WHAT THE TASK ASKS: Copy the data below, swapping "drop one point" for "place a single mark" each time it appears and changing nothing else.

## START PROVIDED INFORMATION

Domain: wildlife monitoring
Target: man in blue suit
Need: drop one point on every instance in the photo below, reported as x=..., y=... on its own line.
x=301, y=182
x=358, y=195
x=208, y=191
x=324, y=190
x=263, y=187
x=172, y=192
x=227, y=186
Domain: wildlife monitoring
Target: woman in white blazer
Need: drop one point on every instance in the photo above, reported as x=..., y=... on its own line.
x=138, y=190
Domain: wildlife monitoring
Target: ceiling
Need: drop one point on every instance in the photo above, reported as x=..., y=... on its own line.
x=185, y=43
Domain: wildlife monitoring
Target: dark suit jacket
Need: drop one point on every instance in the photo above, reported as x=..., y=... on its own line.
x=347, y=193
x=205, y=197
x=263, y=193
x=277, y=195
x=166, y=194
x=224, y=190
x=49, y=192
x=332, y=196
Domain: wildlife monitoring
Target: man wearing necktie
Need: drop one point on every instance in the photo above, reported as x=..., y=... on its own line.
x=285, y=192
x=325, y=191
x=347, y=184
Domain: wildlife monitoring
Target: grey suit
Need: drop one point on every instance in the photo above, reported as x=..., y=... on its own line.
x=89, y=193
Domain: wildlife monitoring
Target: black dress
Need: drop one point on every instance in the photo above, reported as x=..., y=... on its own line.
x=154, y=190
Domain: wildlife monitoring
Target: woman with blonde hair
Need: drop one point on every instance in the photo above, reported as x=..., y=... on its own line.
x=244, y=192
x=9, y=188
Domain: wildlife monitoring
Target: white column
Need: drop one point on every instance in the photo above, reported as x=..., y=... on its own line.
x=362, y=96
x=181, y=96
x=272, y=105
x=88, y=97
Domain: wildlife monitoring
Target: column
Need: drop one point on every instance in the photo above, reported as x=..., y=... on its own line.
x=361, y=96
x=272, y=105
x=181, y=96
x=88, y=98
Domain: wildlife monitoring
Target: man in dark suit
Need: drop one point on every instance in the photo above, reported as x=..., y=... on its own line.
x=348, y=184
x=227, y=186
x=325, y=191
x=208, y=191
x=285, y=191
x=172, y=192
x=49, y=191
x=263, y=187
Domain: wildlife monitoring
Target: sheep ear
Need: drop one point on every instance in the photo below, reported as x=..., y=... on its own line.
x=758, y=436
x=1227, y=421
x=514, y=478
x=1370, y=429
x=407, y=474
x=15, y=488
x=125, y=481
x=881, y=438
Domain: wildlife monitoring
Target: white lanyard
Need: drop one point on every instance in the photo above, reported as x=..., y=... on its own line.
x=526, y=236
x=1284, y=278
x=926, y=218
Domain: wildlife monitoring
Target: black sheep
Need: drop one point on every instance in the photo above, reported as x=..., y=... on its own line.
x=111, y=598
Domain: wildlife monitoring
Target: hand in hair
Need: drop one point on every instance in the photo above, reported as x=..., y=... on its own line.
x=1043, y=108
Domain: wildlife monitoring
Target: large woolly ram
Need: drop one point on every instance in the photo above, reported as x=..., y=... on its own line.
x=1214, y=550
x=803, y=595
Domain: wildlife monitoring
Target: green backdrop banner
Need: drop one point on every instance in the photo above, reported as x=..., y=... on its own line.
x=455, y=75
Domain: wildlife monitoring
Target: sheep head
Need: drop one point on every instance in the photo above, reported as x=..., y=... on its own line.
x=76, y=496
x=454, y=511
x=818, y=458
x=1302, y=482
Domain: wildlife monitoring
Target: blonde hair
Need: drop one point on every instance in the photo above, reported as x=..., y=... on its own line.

## END PROVIDED INFORMATION

CORRECT ANSWER:
Domain: wildlife monitoring
Target: man in blue suit
Need: place a single mark on every instance in the photo below, reported as x=..., y=... on its own line.
x=301, y=182
x=358, y=195
x=208, y=191
x=324, y=190
x=263, y=187
x=172, y=192
x=227, y=186
Domain: wildlife monitoring
Target: woman in white blazer
Need: place a single mark on every instance in the photo above, reported as x=..., y=... on its own line.
x=138, y=190
Domain: wildlife monitoring
Target: ceiling
Need: place a single mark on every instance in the photo above, reported as x=..., y=... on its own line.
x=185, y=43
Domain: wildlife monitoring
Target: dark suit jacket
Need: place a single mark on every instance in the photo above, reported as x=..., y=... on its own line.
x=347, y=193
x=205, y=197
x=263, y=193
x=277, y=195
x=166, y=194
x=224, y=190
x=49, y=192
x=332, y=196
Domain: wildlife monitoring
Target: man wearing necktie
Need: place a single mark on every instance in the photo above, reported as x=..., y=... on its own line.
x=285, y=192
x=325, y=191
x=347, y=184
Domain: wildlife monitoring
Target: grey suit
Need: place a single mark on every instance in the photo above, reported as x=..., y=... on its own line.
x=89, y=193
Domain: wildlife monitoring
Target: black dress
Need: place a single mark on every instance in the photo above, reported as x=..., y=... on its own line.
x=154, y=190
Domain: wildlife monitoring
Target: woman with blonde hair
Need: place a single mark on every instance in the photo above, reported as x=..., y=... on its own line.
x=244, y=192
x=9, y=188
Domain: wildlife monitoring
Target: white column
Need: place a single mark on every instance in the photo above, reported as x=..., y=... on its own line.
x=362, y=96
x=181, y=96
x=272, y=105
x=88, y=97
Domain: wildlife monitoring
Target: column
Need: place a single mark on every instance in the photo above, reported as x=..., y=... on its own line.
x=361, y=96
x=272, y=105
x=181, y=96
x=88, y=98
Domain: wildlife monitoring
Target: man in dark suit
Need: place a single mark on every instance in the photo above, reported as x=..., y=... on its own line.
x=348, y=184
x=227, y=186
x=325, y=191
x=208, y=191
x=285, y=191
x=172, y=192
x=49, y=191
x=263, y=187
Domain: wildlife monitoring
Target: sheep ear
Need: place a single mark on every instance in the photo below, reported as x=..., y=... on its own line.
x=758, y=436
x=1227, y=421
x=514, y=478
x=1370, y=429
x=407, y=474
x=15, y=488
x=125, y=481
x=881, y=438
Domain: wildlife monitoring
Target: white lanyard
Need: place a single mark on every instance in the photo above, reported as x=..., y=... on its own line.
x=526, y=236
x=1284, y=278
x=926, y=218
Domain: wildlife monitoring
Target: black sheep
Need: place a single mark on every instance in the photo above, reported as x=..., y=... on its own line.
x=111, y=598
Domain: wildlife monitoring
Target: hand in hair
Need: place a single mark on every instance in the photo above, reported as x=..., y=... on its own line.
x=1043, y=108
Domain: wildlife monitoring
Target: large woolly ram
Need: place a single mark on every instance in the photo above, reported as x=..., y=... on its own line.
x=1214, y=550
x=803, y=595
Domain: wildlife monitoring
Target: green backdrop banner
Need: place a single mark on every instance in the photo above, reported as x=..., y=... on its own line.
x=455, y=75
Domain: wildlife monitoring
Target: sheep head
Need: place a single mark on every instance in the photo above, reported as x=..., y=... on its own line.
x=76, y=496
x=454, y=511
x=818, y=458
x=1302, y=482
Domain: wildlife monitoring
Target: blonde hair
Need: place a single mark on every instance in the photo above, reported as x=..., y=... on its own line.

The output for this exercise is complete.